* _What needs to be done_: Reproduce only the lines of the listing from the line containing "of the antenna" through the end of the listing, replacing "mast" with "tower" and leaving everything else unchanged.

Excerpts from a point-labeling dataset

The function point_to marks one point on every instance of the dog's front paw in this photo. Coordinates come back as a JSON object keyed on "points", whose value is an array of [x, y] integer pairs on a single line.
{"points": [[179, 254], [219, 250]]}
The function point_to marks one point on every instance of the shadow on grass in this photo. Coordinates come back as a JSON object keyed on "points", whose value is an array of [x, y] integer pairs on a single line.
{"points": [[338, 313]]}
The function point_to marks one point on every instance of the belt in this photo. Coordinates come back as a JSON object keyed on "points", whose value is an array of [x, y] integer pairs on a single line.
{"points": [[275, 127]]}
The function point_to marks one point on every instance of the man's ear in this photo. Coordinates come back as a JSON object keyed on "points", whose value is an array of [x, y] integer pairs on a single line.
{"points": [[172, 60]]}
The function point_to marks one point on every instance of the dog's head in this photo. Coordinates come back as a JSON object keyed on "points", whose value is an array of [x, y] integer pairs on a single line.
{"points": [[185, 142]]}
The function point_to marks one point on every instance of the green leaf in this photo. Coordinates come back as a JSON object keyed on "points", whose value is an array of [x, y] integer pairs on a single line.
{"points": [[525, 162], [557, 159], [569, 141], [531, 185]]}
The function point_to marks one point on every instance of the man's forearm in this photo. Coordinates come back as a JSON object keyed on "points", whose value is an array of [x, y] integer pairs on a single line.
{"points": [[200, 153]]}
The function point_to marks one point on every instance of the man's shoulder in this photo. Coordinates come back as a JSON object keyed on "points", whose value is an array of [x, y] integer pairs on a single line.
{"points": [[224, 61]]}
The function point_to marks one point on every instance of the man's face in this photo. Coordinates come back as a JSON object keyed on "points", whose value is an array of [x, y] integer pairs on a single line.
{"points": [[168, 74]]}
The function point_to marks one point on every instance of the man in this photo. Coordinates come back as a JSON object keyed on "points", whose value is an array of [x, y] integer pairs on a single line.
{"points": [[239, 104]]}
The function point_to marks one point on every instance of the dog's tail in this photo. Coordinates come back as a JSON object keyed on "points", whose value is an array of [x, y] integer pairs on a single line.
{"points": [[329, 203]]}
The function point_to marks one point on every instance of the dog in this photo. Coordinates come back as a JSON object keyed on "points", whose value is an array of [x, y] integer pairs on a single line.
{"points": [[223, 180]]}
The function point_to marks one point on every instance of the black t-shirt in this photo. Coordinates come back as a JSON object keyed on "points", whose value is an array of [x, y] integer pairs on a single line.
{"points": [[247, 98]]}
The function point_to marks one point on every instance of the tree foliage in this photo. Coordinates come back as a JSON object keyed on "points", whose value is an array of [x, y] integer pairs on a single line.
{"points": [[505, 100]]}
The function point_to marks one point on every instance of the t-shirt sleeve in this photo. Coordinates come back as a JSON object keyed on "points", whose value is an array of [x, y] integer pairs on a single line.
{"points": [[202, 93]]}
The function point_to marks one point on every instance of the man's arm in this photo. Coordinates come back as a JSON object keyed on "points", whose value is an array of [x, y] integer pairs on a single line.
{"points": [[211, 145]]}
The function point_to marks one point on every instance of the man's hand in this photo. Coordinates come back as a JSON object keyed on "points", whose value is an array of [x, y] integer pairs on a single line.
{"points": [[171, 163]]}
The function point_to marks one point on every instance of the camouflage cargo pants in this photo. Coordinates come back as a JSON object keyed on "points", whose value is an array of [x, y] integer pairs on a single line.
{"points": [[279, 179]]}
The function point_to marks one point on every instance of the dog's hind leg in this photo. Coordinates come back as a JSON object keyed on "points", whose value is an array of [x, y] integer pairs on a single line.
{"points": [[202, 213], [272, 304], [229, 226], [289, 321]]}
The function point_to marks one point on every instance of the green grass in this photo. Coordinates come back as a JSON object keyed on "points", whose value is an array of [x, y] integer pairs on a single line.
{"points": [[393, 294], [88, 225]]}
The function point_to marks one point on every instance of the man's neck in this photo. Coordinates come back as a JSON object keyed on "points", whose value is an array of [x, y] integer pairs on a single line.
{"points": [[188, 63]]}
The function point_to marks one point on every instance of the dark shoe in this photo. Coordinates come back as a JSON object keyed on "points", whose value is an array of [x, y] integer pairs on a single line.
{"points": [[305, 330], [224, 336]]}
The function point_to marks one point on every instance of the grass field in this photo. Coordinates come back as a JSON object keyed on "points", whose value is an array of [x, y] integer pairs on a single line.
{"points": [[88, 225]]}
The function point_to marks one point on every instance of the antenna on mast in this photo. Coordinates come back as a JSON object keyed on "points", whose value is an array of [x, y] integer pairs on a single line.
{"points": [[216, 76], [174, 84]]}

* _Exercise solution_:
The function point_to marks one point on every instance of the antenna on tower in this photo. Coordinates come back as a JSON object keyed on "points", whose value is an array of [x, y] integer pairs on a single line.
{"points": [[216, 76], [174, 84]]}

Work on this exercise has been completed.